● **SET PROBLEM**:
Count the lines in the entries below that contain the string "bank", treating uppercase and lowercase as different, and give only the number.

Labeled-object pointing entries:
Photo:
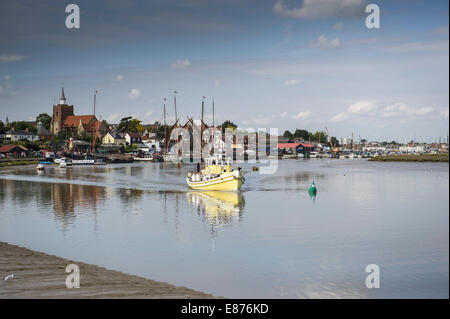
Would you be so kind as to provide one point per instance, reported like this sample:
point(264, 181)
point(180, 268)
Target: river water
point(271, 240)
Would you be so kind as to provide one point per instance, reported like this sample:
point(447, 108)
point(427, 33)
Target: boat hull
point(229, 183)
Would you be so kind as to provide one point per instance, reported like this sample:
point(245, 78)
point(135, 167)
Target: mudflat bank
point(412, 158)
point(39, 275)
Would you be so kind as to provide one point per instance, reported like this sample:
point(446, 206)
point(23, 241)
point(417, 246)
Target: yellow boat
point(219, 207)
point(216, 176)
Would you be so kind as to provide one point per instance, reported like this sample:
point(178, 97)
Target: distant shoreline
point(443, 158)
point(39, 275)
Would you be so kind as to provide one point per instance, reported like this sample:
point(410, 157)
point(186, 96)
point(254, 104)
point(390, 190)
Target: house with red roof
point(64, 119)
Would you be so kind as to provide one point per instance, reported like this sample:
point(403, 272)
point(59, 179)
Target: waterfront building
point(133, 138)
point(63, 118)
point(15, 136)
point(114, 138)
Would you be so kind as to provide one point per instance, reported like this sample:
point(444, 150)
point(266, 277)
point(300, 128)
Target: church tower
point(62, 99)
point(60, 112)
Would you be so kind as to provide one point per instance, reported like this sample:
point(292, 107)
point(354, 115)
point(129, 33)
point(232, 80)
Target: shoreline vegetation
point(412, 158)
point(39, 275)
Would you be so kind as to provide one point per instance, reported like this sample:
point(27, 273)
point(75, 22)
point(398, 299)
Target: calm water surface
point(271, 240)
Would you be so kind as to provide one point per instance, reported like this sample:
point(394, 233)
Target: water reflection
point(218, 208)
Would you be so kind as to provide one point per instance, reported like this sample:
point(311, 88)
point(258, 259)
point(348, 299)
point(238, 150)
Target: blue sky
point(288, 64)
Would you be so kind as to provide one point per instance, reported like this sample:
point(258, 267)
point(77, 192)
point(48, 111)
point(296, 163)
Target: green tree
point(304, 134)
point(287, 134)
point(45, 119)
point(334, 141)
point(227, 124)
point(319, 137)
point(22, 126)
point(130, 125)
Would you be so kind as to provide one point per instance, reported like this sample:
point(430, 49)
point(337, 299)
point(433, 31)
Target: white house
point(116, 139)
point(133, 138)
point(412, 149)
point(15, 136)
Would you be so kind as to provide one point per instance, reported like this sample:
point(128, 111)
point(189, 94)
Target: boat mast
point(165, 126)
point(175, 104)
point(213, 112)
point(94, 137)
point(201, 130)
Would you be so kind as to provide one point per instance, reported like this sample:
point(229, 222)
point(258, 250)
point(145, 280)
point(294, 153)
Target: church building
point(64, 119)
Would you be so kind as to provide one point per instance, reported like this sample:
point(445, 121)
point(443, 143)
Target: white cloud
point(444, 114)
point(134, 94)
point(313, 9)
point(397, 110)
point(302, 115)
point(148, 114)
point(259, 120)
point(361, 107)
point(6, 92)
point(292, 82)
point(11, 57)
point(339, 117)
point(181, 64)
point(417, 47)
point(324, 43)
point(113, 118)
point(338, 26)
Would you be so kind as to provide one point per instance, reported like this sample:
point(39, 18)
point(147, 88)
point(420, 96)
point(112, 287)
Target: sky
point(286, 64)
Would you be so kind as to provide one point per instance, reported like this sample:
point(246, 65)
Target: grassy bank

● **TASK OUTPUT**:
2